▸ **DATI FORNITI**:

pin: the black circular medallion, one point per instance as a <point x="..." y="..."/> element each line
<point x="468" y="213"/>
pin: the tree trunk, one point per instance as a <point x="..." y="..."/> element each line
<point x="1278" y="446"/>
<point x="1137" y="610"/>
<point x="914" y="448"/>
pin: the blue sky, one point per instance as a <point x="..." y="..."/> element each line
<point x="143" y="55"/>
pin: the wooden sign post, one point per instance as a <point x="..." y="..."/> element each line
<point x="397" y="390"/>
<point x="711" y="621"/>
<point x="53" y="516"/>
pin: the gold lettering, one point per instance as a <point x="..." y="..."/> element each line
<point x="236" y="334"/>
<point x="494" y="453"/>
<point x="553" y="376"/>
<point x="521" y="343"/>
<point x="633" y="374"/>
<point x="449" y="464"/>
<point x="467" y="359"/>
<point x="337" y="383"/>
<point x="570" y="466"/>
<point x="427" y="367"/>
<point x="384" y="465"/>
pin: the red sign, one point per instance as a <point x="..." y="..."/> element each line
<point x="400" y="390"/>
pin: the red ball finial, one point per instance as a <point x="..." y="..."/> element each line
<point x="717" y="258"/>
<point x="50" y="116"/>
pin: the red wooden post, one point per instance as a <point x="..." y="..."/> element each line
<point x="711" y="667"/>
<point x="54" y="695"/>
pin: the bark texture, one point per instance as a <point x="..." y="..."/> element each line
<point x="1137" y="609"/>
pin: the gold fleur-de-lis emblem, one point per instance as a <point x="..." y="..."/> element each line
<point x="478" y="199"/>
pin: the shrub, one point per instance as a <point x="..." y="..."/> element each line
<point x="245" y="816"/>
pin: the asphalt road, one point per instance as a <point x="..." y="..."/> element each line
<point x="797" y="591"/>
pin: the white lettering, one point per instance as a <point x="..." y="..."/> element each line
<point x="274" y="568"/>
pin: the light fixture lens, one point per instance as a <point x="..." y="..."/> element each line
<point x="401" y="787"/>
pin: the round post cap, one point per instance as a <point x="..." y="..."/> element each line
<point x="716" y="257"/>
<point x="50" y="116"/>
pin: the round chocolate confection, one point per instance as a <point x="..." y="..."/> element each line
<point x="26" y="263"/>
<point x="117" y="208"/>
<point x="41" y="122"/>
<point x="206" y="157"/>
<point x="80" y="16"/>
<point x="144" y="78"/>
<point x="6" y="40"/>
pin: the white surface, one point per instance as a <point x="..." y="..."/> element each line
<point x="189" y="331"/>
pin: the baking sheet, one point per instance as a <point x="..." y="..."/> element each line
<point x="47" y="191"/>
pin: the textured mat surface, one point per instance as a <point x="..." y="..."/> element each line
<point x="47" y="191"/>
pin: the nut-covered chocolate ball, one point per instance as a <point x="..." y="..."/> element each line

▸ **ESERCIZIO PROPOSTO**:
Trascriva senza alcuna modifica le righe comprese tra quella contenente "pin: the baking" e la fine dei dati, estremi inclusi.

▸ **RISPOSTA ALL'ESERCIZIO**:
pin: the baking sheet, one point per instance as a <point x="..." y="..."/> element each line
<point x="47" y="191"/>
pin: the textured mat surface, one point per instance as a <point x="..." y="..."/> element each line
<point x="47" y="191"/>
pin: the nut-covered chocolate ball, one point per instance as a <point x="..." y="..."/> element each line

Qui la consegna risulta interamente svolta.